> 本文:
|---|

大瀧詠一、ラストライブが初の音源化 幻の楽曲に音楽評論家 湯浅学も「まさか実際に聴けるとは」

大瀧詠一、ラストライブを初の音源化

 3月21日、『大瀧詠一 NIAGARA CONCERT’83 発売記念公開収録イベント』がニッポン放送・イマジンスタジオにて行なわれ、上柳昌彦アナウンサー、音楽ライターの島村文彦氏、音楽評論家の能地祐子氏、湯浅学氏が登場。集まった120名を前に、ライブ開催当時の思い出や収録作品について熱く語った。

左から上柳昌彦、能地祐子、湯浅学、島村文彦

 3月21日に発売された『大瀧詠一 NIAGARA CONCERT’83』は大瀧詠一にとって初めてのライブアルバム。1983年7月24日に西武球場で行われた、大瀧詠一名義で出演した最後のライブ『ALL NIGHT NIPPON SUPER FES 83/ASAHI BEER LIVE JAM』の模様を全16曲、初音原化したもの。野球場である西武球場に新日本フィルハーモニー交響楽団のストリングスセクションを呼ぶなど、湯浅曰く「まるでスタジアムにスタジオを持ってきた」といえるライブ音源は、今聴いても驚くほどのクオリティだ。

 ライブ冒頭はまさかのストリングス5曲が続いており、実際にその場にいた湯浅氏と島村氏は「このまま(大瀧詠一)が出てこないんじゃないか?」「最後1曲だけ出てきて歌うんじゃ……」とそわそわしてしまったと語る。しかし、その後は「♡じかけのオレンジ」や薬師丸ひろ子に提供した「探偵物語」「すこしだけやさしく」、さらに森進一の「冬のリヴィエラ」の英語詞バージョンである「夏のリビエラ」をセルフカバー。特に『探偵物語』は当時大ヒットしている最中で、湯浅氏は「なんでこの人がこの曲を歌っているわけ!? と、なりかねない」と思ったほどだとか。

|---|

> 課題 a: 大瀧詠一のラストライブを伝える本文から、「ライブ冒頭はまさかのストリン」で始まり「ねない」と思ったほどだとか。」で終わる部分までをすべて、一字一句変えずに引用しなさい。

> 元データ:
|---|

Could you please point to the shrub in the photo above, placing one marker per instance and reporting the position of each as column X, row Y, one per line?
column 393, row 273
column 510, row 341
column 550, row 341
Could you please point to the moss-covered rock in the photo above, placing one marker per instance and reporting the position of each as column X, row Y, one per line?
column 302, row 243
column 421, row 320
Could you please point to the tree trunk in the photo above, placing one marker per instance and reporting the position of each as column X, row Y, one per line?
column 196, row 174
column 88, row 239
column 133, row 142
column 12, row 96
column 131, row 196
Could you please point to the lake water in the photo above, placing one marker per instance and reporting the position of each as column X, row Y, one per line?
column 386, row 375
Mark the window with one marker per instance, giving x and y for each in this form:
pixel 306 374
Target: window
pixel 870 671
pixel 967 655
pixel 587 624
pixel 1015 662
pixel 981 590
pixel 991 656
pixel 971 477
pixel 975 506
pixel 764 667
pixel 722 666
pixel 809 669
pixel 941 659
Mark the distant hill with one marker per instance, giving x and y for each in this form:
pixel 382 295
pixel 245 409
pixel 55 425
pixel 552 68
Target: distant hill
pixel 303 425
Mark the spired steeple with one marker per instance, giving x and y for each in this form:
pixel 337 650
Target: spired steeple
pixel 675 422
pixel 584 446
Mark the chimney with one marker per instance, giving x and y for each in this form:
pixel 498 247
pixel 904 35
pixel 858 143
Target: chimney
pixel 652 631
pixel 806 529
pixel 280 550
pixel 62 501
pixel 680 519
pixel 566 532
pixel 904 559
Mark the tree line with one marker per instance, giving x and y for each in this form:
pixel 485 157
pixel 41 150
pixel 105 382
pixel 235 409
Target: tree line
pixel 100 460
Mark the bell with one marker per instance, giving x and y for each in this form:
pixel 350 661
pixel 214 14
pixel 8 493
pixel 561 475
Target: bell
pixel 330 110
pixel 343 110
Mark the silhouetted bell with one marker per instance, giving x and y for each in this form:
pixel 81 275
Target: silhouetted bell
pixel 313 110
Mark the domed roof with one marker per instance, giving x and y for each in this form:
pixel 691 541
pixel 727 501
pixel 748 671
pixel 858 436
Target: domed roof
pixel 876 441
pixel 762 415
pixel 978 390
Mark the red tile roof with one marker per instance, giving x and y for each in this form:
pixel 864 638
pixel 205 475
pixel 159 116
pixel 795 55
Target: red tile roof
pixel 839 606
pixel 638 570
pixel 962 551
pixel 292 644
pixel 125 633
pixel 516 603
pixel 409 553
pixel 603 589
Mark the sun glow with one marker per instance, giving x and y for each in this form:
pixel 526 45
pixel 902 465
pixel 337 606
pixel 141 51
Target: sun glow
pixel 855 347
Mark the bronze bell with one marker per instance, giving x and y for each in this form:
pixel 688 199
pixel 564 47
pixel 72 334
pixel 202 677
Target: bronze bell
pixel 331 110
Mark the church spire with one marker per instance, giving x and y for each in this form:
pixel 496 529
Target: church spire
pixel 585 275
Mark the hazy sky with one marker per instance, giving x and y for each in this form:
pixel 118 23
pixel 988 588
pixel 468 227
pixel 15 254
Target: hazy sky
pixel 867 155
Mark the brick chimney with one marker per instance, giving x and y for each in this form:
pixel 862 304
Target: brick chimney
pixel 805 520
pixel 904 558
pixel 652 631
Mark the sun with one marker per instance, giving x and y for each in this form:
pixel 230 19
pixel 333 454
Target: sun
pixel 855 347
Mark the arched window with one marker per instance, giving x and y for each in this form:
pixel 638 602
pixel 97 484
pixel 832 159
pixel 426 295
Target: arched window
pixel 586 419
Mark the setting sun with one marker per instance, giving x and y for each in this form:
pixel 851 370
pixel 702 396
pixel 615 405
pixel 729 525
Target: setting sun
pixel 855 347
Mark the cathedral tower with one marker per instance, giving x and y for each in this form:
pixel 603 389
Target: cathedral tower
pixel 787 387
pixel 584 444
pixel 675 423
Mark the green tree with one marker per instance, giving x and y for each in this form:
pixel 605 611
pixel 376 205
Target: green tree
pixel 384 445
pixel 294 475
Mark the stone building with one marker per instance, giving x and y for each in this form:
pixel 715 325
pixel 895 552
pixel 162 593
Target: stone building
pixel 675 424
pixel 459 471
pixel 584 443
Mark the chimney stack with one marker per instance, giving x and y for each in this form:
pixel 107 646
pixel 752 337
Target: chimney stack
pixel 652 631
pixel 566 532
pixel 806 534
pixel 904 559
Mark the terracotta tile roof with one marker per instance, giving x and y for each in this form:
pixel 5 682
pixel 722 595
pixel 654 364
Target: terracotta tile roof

|---|

> 課題 b: 一覧のうち、「Mark the distant」を含む行から「pixel 603 589」を含む行までのすべてについて、「Target」を「Object」に変え、ほかは一切変えずに書き直しなさい。示すのはこの範囲の行だけとする。

> 模範解答 a:
ライブ冒頭はまさかのストリングス5曲が続いており、実際にその場にいた湯浅氏と島村氏は「このまま(大瀧詠一)が出てこないんじゃないか?」「最後1曲だけ出てきて歌うんじゃ……」とそわそわしてしまったと語る。しかし、その後は「♡じかけのオレンジ」や薬師丸ひろ子に提供した「探偵物語」「すこしだけやさしく」、さらに森進一の「冬のリヴィエラ」の英語詞バージョンである「夏のリビエラ」をセルフカバー。特に『探偵物語』は当時大ヒットしている最中で、湯浅氏は「なんでこの人がこの曲を歌っているわけ!? と、なりかねない」と思ったほどだとか。

> 模範解答 b:
Mark the distant hill with one marker per instance, giving x and y for each in this form:
pixel 382 295
pixel 245 409
pixel 55 425
pixel 552 68
Object: distant hill
pixel 303 425
Mark the spired steeple with one marker per instance, giving x and y for each in this form:
pixel 337 650
Object: spired steeple
pixel 675 422
pixel 584 446
Mark the chimney with one marker per instance, giving x and y for each in this form:
pixel 498 247
pixel 904 35
pixel 858 143
Object: chimney
pixel 652 631
pixel 806 529
pixel 280 550
pixel 62 501
pixel 680 519
pixel 566 532
pixel 904 559
Mark the tree line with one marker per instance, giving x and y for each in this form:
pixel 485 157
pixel 41 150
pixel 105 382
pixel 235 409
Object: tree line
pixel 100 460
Mark the bell with one marker per instance, giving x and y for each in this form:
pixel 350 661
pixel 214 14
pixel 8 493
pixel 561 475
Object: bell
pixel 330 110
pixel 343 110
Mark the silhouetted bell with one marker per instance, giving x and y for each in this form:
pixel 81 275
Object: silhouetted bell
pixel 313 110
Mark the domed roof with one marker per instance, giving x and y for each in this form:
pixel 691 541
pixel 727 501
pixel 748 671
pixel 858 436
Object: domed roof
pixel 876 441
pixel 762 415
pixel 978 390
Mark the red tile roof with one marker per instance, giving x and y for each in this form:
pixel 864 638
pixel 205 475
pixel 159 116
pixel 795 55
Object: red tile roof
pixel 839 606
pixel 638 570
pixel 962 551
pixel 292 644
pixel 125 633
pixel 516 603
pixel 409 553
pixel 603 589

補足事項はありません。